From the first line to the last, return the data exactly, with no pictures.

---*---

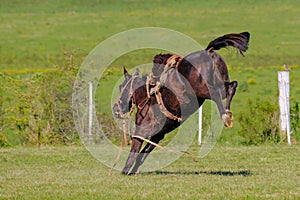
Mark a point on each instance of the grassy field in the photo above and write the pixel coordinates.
(262, 172)
(38, 36)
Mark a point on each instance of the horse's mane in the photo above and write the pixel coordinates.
(239, 41)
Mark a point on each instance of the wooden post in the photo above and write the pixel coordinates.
(284, 102)
(200, 126)
(90, 112)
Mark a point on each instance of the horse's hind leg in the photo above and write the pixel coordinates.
(229, 95)
(216, 96)
(135, 148)
(146, 151)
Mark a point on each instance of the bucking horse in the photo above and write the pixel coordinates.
(174, 90)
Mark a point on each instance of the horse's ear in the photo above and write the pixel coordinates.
(137, 72)
(126, 74)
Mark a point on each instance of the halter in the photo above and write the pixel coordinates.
(131, 80)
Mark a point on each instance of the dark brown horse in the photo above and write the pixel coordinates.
(198, 76)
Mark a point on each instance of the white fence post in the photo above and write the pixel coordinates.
(284, 102)
(200, 126)
(90, 111)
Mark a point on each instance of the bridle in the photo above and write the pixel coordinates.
(130, 97)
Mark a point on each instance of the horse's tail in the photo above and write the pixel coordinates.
(239, 41)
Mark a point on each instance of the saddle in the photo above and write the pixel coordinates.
(153, 87)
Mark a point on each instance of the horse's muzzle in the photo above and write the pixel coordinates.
(117, 112)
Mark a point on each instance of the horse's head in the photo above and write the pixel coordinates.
(159, 62)
(125, 100)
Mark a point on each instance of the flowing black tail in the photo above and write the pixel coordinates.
(239, 41)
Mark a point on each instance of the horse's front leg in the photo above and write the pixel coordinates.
(134, 151)
(146, 151)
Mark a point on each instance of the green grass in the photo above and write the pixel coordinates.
(263, 172)
(36, 34)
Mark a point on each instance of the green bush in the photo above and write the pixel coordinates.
(260, 122)
(38, 108)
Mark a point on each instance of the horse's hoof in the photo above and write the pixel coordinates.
(228, 112)
(227, 120)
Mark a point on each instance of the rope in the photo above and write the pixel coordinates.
(165, 148)
(124, 140)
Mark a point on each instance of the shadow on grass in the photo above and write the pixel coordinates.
(244, 173)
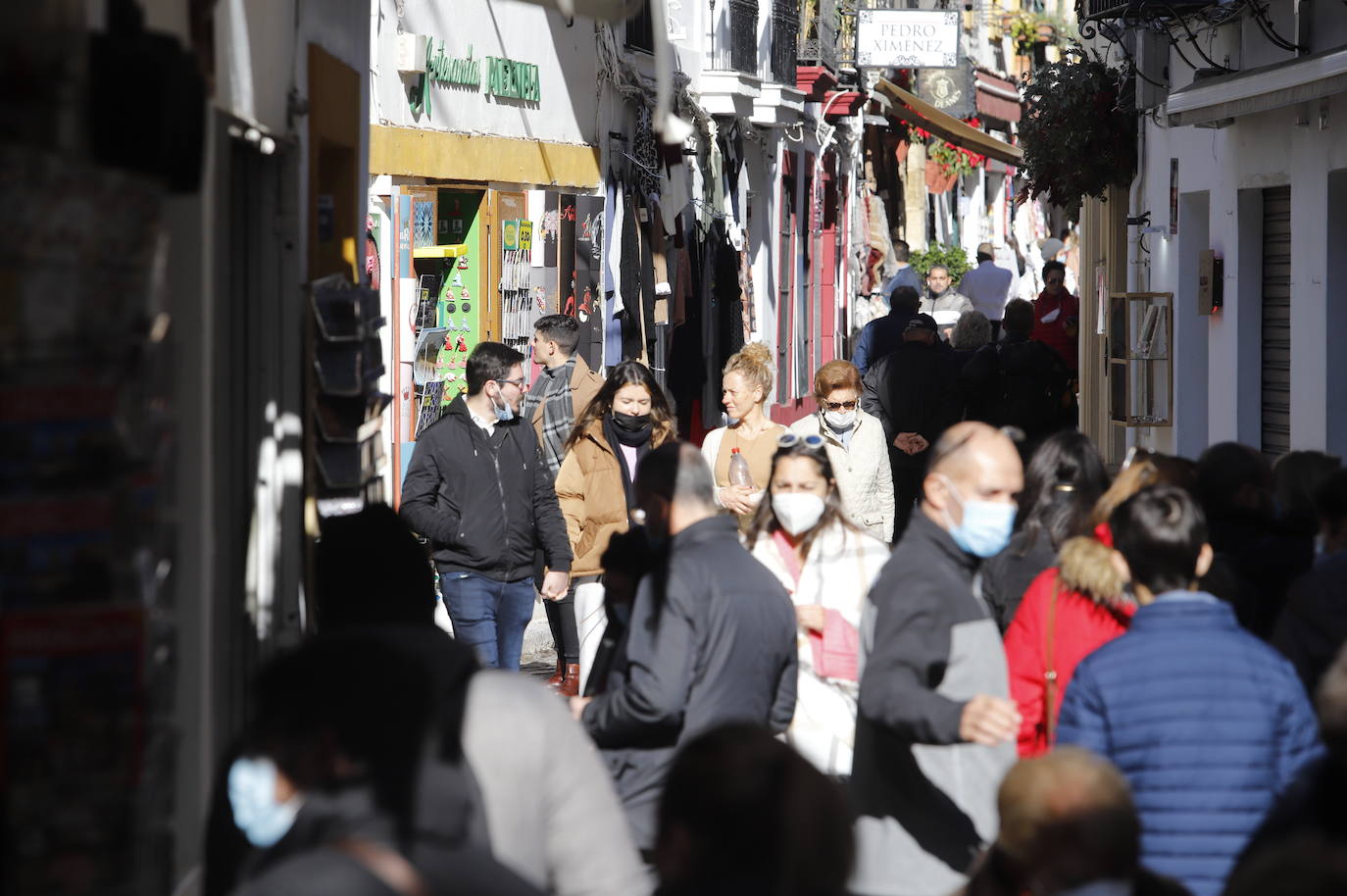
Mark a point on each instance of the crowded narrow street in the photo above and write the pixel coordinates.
(651, 448)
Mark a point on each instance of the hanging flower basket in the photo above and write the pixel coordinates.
(937, 180)
(1079, 129)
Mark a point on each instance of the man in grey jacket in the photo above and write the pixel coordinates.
(712, 640)
(940, 297)
(935, 729)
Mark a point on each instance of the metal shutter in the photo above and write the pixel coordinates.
(1275, 323)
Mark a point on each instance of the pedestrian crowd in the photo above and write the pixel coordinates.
(918, 643)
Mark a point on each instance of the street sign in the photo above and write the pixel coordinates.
(907, 38)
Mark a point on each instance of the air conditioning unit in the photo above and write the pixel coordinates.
(411, 51)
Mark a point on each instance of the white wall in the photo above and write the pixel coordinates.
(565, 57)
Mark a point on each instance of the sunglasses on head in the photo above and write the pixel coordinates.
(791, 439)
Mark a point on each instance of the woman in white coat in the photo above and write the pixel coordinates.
(827, 564)
(856, 445)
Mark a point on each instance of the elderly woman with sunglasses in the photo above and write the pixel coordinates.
(857, 448)
(827, 564)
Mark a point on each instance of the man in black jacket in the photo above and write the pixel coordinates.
(712, 640)
(884, 334)
(478, 489)
(935, 726)
(914, 392)
(1018, 381)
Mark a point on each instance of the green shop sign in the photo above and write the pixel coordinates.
(504, 77)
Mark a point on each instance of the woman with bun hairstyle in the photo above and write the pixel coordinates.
(857, 448)
(1076, 607)
(827, 564)
(625, 421)
(745, 387)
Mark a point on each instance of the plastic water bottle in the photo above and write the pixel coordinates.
(740, 473)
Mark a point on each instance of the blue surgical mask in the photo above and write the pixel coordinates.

---*---

_Answer box_:
Mark a point on each instance of the grassy field in the photo above and write the pixel coordinates.
(262, 172)
(38, 36)
Mark a point on each instance of the horse's mane in the photo above and write the pixel coordinates.
(239, 41)
Mark a point on each instance of the wooden post in the photo above and write the pixel coordinates.
(284, 102)
(200, 126)
(90, 112)
Mark a point on each instance of the horse's hind leg in the photo above and write the pixel coordinates.
(229, 95)
(216, 96)
(135, 148)
(146, 151)
Mark a point on each instance of the bucking horse in the photo above and write the pixel coordinates.
(174, 90)
Mark a point on each instance of the horse's ear in the photo above and write the pixel coordinates.
(137, 72)
(126, 74)
Mark a point on each instance of the halter in the photo above and write the pixel coordinates.
(131, 80)
Mark a point on each instance of the dark brown horse in the photo above and write the pixel coordinates.
(198, 76)
Mark a point on each instance of the white fence post in the photo above and write the pixel coordinates.
(284, 102)
(200, 126)
(90, 111)
Mark a point on each instance of the bridle in the photo above and write the pixel coordinates.
(130, 97)
Mark a point on each instance of the horse's tail in the photo above and write the pixel coordinates.
(239, 41)
Mark a point on each instance of the saddle in the photo above and write the pixel coordinates.
(153, 87)
Mark a point on each instance of the horse's muzzle in the photo above and write the pixel coordinates.
(117, 112)
Mark a point on each instance of the horse's head in the photo above and write the pixel coordinates.
(159, 62)
(125, 100)
Mark a point on each instance of the flowing black tail in the photo above and write the pixel coordinates.
(239, 41)
Mark a point on each instance of the horse's front leg in the photo above and write the pixel coordinates.
(134, 151)
(146, 151)
Mark a point on each instance of the green grass in the photo above and write the pixel coordinates.
(263, 172)
(36, 34)
Mark a point on each instance of the green bush in the photo above and write the pixel coordinates.
(260, 122)
(38, 108)
Mark a point on each instance of the horse's hoof in the photo above and write the pixel coordinates.
(228, 112)
(227, 120)
Mark a point on each instance of the rope in the photo above and write the pixel coordinates.
(165, 148)
(124, 140)
Mark a point on each instance of the shadow on grass in the photo above and write the pixel coordinates.
(244, 173)
Mark a point on each instance of the crowded narrow street in the photo above and write the pixel coordinates.
(651, 448)
Mark a point on each instance of the hanging flower basket in the photo above and write the pixel coordinates.
(937, 180)
(1079, 129)
Mark a point on each instance of the man in grey jacket in the photo above and write the pixel coordinates.
(712, 640)
(940, 297)
(935, 729)
Mark a point on each instance of the metal shutter in the photo above and write the pixel coordinates.
(1275, 323)
Mark a point on each instance of the pedestrian crowd in the photo above and write the pixel coordinates.
(918, 643)
Mark a point on each instance of the street sign in the photo above and write the pixel coordinates.
(907, 38)
Mark a point on each instance of the air conditioning unit in the photo above and write the pixel coordinates.
(411, 51)
Mark a point on each instance of the white wall in the photo above and write the pixel coordinates.
(565, 57)
Mark a point on each instance of the sunglasses on head in the photo above and write the pixel coordinates.
(791, 439)
Mark a point on each instance of the woman in white coat in the photo above and write the pixel coordinates.
(827, 564)
(856, 445)
Mark a point on each instance of the elderly woman with sunglasses in the photo above and write the pixel coordinates.
(857, 448)
(827, 564)
Mark a point on each instance of the man in black jacket in the photo above and write the pixel coordinates.
(712, 640)
(884, 334)
(478, 489)
(935, 726)
(914, 392)
(1018, 381)
Mark a point on each instance of the green shop sign in the photo above and write the pixel coordinates.
(504, 77)
Mark a point on each instance of the woman with bun hairstyle in the photo above and write the pixel coordinates.
(857, 448)
(1076, 607)
(827, 564)
(625, 421)
(745, 387)
Mark a point on each instance of the plastic water bottle in the photo above and write the pixel coordinates.
(740, 473)
Mark a point on each instance of the blue surgical mask in the photo above and write the pixel coordinates.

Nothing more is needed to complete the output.